[START OF DOCUMENT EXTRACT]

= 2004 in Nordic music =

The following is a list of notable events and releases that happened in Nordic music in 2004.

==Events==
- 1 January – Norwegian singer Kurt Nilsen wins the international competition World Idol, against opposition from Arab, Australian, Belgian, Canadian, Dutch, German, Polish, South African, UK and US competitors.
- 9 January – Hanna Pakarinen wins the first series of the Finnish singing competition Idols.
- 2 April – Magne Thormodsæter is awarded the Vossajazzprisen 2004 on the first day of the Vossajazz festival.
- 10 May – Peter Tägtgren replaces Mikael Åkerfeldt on lead vocals in the Swedish band Bloodbath.
- 15 May – At the final of the 39th Eurovision Song Contest in Istanbul, the highest-placed of the Scandinavian countries is Sweden, represented by Lena Philipsson, who finishes fifth. Iceland and Norway finish 19th and 24th respectively. Denmark and Finland are both eliminated at the semi-final stage.
- 10 June – A gala concert is given by the Danish National Symphony Orchestra in Copenhagen's Tivoli Concert Hall, to celebrate the 70th birthday of Henrik, Prince Consort of Denmark. It includes the première performance of Frederik Magle's symphonic poem Souffle le vent from the Cantabile suite.
- 26 November – Daniel Lindström from Umeå wins the first series of the Swedish version of Pop Idol on TV4.
- 11 December – The Nobel Peace Prize Concert is held at the Oslo Spektrum in Norway. Stars include Cyndi Lauper, Sondre Lerche, Baaba Maal and Andrea Bocelli.

[END OF DOCUMENT EXTRACT]
[START OF LISTED RECORDS]

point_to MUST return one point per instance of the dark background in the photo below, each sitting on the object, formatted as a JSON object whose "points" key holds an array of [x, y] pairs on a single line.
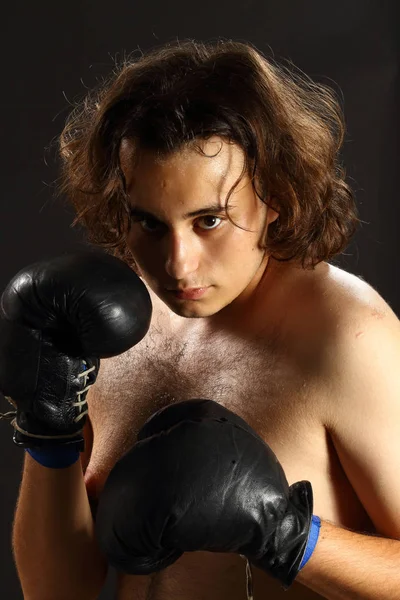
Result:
{"points": [[52, 51]]}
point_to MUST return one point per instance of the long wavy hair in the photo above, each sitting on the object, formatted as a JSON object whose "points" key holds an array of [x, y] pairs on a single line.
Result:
{"points": [[290, 130]]}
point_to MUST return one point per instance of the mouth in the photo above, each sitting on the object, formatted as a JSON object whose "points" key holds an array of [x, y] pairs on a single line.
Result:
{"points": [[188, 293]]}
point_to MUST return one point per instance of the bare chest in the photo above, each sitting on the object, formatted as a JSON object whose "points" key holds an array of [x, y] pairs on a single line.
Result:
{"points": [[261, 384]]}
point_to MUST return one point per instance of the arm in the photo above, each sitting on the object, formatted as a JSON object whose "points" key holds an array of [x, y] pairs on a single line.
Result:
{"points": [[364, 422], [352, 566], [55, 550]]}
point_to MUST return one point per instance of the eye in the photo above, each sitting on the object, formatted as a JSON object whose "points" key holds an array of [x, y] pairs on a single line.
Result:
{"points": [[209, 222], [149, 225]]}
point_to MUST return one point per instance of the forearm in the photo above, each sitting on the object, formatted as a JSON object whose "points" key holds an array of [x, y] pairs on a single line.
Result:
{"points": [[54, 544], [352, 566]]}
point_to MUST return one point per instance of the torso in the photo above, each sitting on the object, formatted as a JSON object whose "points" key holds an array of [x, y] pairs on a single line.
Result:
{"points": [[277, 390]]}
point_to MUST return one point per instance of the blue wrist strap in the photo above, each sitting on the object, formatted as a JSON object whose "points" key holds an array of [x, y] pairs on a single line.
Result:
{"points": [[55, 457], [312, 540]]}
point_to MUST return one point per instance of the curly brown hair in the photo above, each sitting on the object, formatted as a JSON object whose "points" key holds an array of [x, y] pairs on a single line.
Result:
{"points": [[290, 129]]}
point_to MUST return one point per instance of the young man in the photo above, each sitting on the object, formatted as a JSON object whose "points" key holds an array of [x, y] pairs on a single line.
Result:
{"points": [[214, 174]]}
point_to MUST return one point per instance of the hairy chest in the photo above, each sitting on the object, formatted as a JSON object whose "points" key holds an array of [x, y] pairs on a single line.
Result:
{"points": [[255, 380]]}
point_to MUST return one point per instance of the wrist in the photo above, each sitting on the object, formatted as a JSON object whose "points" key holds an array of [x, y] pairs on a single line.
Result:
{"points": [[55, 457]]}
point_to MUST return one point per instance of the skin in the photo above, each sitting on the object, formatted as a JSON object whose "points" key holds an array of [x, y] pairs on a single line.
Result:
{"points": [[324, 395], [175, 251]]}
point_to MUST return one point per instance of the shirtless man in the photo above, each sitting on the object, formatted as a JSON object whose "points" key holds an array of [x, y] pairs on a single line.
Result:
{"points": [[306, 353]]}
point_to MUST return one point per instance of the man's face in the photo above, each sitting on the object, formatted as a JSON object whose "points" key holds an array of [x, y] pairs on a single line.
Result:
{"points": [[187, 250]]}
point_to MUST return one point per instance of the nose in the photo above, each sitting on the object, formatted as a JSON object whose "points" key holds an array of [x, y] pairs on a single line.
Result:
{"points": [[182, 255]]}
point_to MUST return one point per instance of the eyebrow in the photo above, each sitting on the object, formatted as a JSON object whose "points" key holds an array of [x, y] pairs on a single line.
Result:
{"points": [[138, 212]]}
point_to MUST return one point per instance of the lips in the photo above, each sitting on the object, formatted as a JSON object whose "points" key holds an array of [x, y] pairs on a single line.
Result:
{"points": [[189, 293]]}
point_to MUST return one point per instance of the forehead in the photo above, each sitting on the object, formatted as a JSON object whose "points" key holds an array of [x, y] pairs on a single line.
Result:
{"points": [[212, 163]]}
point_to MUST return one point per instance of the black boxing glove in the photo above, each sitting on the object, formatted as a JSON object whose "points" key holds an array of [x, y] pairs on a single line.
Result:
{"points": [[200, 478], [57, 319]]}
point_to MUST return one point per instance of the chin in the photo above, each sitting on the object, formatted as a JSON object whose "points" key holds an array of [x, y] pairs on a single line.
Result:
{"points": [[192, 310]]}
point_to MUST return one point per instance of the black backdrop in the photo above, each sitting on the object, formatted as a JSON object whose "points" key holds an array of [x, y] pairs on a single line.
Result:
{"points": [[52, 51]]}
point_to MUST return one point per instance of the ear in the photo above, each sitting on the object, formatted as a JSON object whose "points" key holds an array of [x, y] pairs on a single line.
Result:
{"points": [[272, 214]]}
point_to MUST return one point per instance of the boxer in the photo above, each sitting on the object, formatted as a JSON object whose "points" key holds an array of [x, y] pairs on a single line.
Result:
{"points": [[214, 175]]}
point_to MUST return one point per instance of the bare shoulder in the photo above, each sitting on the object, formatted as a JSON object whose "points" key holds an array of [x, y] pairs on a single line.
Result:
{"points": [[335, 305]]}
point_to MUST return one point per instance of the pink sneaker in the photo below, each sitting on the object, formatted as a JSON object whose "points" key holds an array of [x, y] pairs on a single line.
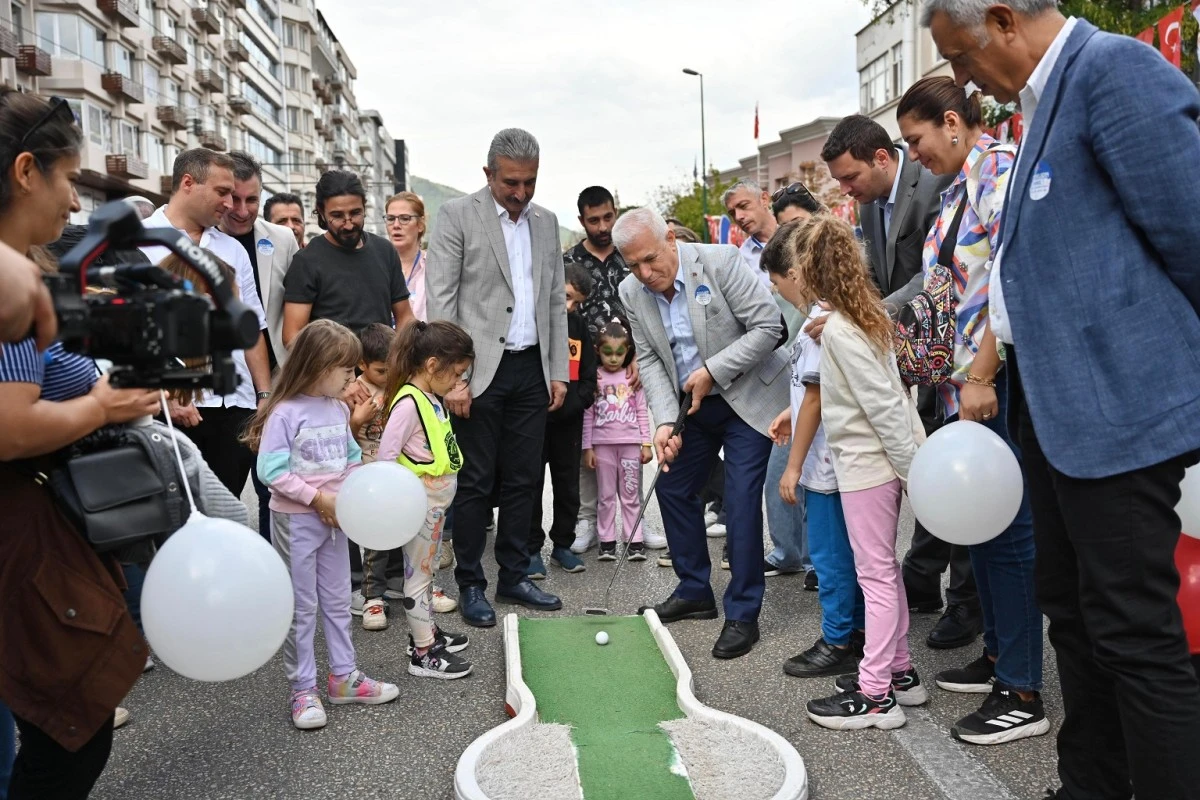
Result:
{"points": [[359, 689]]}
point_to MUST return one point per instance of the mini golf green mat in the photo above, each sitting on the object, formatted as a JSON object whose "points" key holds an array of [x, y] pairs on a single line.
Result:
{"points": [[613, 697]]}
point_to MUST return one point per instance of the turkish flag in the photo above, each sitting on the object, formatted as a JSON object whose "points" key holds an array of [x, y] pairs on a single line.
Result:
{"points": [[1170, 40]]}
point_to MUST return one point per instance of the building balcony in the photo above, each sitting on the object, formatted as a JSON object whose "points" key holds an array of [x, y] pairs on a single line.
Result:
{"points": [[123, 12], [34, 60], [210, 79], [173, 116], [126, 166], [168, 49], [213, 140], [118, 85], [207, 19]]}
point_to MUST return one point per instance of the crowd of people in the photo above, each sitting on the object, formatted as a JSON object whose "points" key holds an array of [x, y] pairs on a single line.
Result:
{"points": [[493, 355]]}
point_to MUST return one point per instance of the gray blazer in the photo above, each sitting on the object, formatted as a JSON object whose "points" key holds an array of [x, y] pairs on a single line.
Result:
{"points": [[468, 281], [898, 262], [738, 335]]}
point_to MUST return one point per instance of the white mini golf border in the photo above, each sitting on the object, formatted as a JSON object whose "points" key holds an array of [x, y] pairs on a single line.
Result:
{"points": [[522, 708]]}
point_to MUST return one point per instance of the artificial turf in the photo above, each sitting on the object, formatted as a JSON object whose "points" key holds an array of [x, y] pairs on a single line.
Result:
{"points": [[613, 697]]}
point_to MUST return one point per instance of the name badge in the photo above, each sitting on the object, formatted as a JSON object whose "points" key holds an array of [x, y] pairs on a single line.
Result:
{"points": [[1041, 184]]}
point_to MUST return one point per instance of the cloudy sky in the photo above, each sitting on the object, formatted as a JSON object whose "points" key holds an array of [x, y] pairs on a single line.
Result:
{"points": [[598, 83]]}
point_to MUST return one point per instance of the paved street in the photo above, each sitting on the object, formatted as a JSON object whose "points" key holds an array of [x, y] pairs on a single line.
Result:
{"points": [[191, 740]]}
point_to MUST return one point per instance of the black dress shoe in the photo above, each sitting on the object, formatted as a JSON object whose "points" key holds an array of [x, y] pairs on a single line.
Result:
{"points": [[677, 608], [958, 627], [528, 595], [822, 659], [736, 639], [474, 607]]}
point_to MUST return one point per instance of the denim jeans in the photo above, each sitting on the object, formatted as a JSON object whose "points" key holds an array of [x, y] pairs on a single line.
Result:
{"points": [[785, 523], [841, 600], [1003, 571]]}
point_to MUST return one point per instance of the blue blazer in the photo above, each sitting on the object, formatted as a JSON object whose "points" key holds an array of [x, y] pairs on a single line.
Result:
{"points": [[1102, 275]]}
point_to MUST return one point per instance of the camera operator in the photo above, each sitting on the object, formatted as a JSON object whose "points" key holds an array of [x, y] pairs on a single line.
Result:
{"points": [[70, 649]]}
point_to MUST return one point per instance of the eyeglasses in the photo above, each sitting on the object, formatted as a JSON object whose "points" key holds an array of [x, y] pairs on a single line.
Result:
{"points": [[59, 108], [402, 218], [793, 188]]}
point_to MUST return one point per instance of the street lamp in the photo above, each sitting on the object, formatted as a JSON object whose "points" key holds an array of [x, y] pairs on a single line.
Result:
{"points": [[703, 151]]}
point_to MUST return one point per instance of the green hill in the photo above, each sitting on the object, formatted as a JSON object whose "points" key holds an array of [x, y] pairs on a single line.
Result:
{"points": [[435, 194]]}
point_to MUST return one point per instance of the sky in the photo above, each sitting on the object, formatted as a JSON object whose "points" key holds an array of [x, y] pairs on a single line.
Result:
{"points": [[599, 84]]}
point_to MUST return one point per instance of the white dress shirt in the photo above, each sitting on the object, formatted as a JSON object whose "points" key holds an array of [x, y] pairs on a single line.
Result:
{"points": [[517, 240], [228, 250], [997, 312]]}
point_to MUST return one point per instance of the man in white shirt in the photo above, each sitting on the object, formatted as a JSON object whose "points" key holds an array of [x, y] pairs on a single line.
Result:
{"points": [[201, 193]]}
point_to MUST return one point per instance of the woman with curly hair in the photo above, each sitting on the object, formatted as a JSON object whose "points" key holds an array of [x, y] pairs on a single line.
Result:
{"points": [[873, 431]]}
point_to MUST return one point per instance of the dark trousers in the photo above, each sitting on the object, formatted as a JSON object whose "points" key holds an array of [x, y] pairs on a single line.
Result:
{"points": [[562, 451], [46, 769], [1108, 583], [715, 425], [928, 555], [501, 444]]}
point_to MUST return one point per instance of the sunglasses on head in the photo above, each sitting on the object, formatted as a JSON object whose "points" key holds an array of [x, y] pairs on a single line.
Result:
{"points": [[793, 188]]}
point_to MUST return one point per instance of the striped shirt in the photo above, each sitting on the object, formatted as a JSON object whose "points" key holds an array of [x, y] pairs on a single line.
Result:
{"points": [[63, 376]]}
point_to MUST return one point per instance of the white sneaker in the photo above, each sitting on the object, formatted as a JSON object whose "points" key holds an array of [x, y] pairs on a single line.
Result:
{"points": [[585, 536], [375, 615], [654, 541]]}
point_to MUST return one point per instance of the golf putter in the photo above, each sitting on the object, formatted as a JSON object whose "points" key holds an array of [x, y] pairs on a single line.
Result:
{"points": [[603, 611]]}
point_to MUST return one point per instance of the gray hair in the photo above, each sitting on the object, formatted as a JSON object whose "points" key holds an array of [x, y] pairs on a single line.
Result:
{"points": [[513, 144], [745, 184], [971, 13], [639, 221]]}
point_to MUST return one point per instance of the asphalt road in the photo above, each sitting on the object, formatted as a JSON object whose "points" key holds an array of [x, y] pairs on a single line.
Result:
{"points": [[191, 740]]}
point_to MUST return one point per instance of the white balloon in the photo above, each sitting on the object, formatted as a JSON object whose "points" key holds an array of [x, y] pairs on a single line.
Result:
{"points": [[1189, 503], [965, 483], [217, 600], [382, 505]]}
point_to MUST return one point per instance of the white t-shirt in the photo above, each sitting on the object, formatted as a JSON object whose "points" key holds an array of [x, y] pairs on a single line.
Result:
{"points": [[819, 474]]}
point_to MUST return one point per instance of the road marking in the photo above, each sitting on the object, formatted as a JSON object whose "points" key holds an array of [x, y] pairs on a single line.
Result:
{"points": [[959, 775]]}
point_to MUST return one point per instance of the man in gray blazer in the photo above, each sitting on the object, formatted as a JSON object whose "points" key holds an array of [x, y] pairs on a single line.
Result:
{"points": [[703, 323], [898, 202], [495, 268]]}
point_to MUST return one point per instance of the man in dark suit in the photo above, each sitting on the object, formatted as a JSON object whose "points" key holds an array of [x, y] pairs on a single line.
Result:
{"points": [[1096, 290], [898, 202]]}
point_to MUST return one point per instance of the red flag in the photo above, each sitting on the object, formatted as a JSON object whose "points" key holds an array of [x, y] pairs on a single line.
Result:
{"points": [[1170, 40]]}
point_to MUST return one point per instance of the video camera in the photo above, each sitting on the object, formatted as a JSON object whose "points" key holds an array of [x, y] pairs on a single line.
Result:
{"points": [[153, 320]]}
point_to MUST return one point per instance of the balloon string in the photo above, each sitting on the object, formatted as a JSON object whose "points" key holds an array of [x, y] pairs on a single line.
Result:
{"points": [[179, 456]]}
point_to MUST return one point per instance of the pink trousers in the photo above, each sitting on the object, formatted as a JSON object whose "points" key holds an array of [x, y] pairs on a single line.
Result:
{"points": [[871, 517], [618, 477]]}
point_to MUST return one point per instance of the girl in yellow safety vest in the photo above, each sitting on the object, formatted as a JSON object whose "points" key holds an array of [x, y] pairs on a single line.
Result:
{"points": [[426, 361]]}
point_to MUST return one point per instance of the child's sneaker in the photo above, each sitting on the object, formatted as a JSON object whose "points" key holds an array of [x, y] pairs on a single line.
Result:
{"points": [[375, 615], [906, 685], [855, 711], [441, 602], [438, 662], [307, 713], [358, 687], [451, 642]]}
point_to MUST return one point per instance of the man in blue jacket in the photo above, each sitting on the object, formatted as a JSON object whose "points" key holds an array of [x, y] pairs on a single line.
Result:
{"points": [[1096, 290]]}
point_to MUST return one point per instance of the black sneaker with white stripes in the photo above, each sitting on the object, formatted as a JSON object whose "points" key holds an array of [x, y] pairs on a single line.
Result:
{"points": [[973, 679], [1002, 717]]}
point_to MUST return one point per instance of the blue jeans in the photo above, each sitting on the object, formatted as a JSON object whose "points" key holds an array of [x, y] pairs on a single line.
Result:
{"points": [[785, 523], [1003, 571], [841, 599]]}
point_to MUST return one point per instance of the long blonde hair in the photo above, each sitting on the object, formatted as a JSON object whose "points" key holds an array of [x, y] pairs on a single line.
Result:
{"points": [[322, 346], [833, 266]]}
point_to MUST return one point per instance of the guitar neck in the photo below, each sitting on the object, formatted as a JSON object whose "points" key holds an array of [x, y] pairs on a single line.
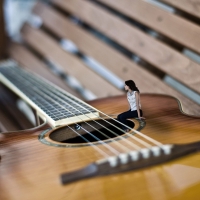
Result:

[END OF LISTED RECORDS]

PARTS OF THE EXERCISE |
1. In the list of 2004 events in Nordic music, who won World Idol on 1 January?
2. Write out the part of the 2004 Nordic music list that begins at the words "The following is" and stops after the words "the Vossajazz festival.".
The records have no connection to the text.

ANSWERS TO THE TASKS |
1. Norwegian singer Kurt Nilsen won World Idol.

2.
The following is a list of notable events and releases that happened in Nordic music in 2004.

==Events==
- 1 January – Norwegian singer Kurt Nilsen wins the international competition World Idol, against opposition from Arab, Australian, Belgian, Canadian, Dutch, German, Polish, South African, UK and US competitors.
- 9 January – Hanna Pakarinen wins the first series of the Finnish singing competition Idols.
- 2 April – Magne Thormodsæter is awarded the Vossajazzprisen 2004 on the first day of the Vossajazz festival.